* [WHAT YOU SHOULD DO]: Copy out every line from the one containing "Place one keypoint on each instance of the snowy" through the end of the rows. Shift each answer coordinate by adding 20 to both of its numbers, and leave all other lines unchanged.

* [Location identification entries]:
+ + + +
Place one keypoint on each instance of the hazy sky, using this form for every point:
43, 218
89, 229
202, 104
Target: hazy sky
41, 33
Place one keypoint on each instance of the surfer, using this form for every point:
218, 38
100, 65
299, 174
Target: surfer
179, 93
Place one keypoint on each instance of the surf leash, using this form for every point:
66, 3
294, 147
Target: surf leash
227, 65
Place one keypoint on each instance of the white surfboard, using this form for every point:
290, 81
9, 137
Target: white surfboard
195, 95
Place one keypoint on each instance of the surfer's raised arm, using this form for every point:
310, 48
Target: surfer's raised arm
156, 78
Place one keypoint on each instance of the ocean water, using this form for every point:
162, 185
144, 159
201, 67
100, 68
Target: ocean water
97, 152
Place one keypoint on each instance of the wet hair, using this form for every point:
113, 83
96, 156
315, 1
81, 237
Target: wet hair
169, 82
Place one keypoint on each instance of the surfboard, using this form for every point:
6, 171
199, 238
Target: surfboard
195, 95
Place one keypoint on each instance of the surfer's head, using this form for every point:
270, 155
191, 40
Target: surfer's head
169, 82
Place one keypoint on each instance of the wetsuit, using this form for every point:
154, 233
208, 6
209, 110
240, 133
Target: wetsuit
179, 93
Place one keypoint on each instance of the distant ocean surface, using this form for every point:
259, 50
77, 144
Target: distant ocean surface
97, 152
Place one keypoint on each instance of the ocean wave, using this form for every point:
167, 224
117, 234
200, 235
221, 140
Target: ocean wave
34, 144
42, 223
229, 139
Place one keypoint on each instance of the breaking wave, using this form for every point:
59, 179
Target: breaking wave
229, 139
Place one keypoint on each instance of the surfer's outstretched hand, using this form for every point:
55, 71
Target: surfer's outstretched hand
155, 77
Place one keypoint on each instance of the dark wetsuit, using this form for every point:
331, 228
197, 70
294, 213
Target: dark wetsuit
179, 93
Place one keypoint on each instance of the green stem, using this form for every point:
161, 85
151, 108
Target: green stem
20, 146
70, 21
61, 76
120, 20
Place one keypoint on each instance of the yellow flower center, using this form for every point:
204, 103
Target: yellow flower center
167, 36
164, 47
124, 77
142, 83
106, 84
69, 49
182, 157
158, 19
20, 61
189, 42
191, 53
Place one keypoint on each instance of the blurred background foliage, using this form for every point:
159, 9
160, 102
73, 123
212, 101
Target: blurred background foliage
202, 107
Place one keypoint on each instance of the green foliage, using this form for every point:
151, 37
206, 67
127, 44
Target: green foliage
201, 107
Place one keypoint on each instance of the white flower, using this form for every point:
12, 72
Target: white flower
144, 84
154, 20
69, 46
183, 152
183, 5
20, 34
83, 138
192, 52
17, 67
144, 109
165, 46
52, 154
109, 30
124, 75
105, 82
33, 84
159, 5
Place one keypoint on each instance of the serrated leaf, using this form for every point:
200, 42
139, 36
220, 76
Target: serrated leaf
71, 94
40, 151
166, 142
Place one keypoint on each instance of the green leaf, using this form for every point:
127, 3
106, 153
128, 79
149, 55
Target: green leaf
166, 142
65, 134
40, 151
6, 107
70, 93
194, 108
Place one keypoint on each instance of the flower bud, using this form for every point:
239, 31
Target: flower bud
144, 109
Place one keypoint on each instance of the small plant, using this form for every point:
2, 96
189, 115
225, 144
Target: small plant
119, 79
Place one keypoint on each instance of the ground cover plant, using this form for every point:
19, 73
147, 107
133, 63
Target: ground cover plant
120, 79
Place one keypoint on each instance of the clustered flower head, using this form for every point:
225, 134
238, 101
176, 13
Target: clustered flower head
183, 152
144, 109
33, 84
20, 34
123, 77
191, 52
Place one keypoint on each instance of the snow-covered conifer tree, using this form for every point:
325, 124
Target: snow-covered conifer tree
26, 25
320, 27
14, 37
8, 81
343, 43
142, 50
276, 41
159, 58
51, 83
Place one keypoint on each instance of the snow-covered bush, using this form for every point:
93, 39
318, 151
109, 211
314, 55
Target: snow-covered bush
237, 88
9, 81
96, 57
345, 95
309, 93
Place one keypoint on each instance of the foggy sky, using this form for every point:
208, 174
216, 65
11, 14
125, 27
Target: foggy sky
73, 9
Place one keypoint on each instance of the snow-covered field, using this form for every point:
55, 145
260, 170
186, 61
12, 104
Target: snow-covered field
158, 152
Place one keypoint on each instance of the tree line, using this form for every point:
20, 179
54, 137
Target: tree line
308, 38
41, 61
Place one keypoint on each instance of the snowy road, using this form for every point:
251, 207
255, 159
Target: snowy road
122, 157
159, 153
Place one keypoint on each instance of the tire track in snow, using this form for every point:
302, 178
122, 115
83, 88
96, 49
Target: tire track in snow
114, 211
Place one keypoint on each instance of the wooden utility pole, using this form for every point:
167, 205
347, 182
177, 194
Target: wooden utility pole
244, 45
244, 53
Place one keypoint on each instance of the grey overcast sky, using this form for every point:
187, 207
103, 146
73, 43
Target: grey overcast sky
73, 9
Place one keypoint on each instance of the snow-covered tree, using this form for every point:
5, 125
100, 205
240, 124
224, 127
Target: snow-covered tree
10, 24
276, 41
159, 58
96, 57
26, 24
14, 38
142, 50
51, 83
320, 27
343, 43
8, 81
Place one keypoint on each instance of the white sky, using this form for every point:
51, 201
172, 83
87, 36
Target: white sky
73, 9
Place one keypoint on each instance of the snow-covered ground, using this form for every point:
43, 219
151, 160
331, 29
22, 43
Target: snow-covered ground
+ + + +
* [FULL OUTPUT]:
Place one keypoint on each instance of the snowy road, using this form for every point:
251, 207
255, 159
Target: snowy road
142, 177
179, 173
Place one keypoint on each instance of the tire track in snow, using this form for every point:
302, 178
122, 115
83, 88
96, 49
Target: tire track in snow
134, 231
Place one keypoint on each instance of the wooden utility pole, using this form for every point:
167, 205
347, 182
177, 194
Target: wooden utility pole
264, 65
264, 73
Place one keypoint on each instance of the grey overcast sky, using this form for every point:
187, 207
103, 146
73, 43
Target: grey overcast sky
93, 29
Place one keypoint on each instance of the snow-covered tree, using this form for every point:
5, 125
100, 205
240, 124
224, 127
Target: snow-covered tree
30, 44
296, 61
179, 78
116, 77
46, 44
34, 58
162, 70
71, 103
340, 47
363, 63
28, 101
Place one keypoint on each instance of the white sky, using this form for every point:
51, 201
172, 83
87, 36
Target: white sky
93, 29
Place one keypoint on each instance of the snow-covered ground, using this form for every point:
43, 219
151, 160
331, 29
22, 43
Target: snow-covered ground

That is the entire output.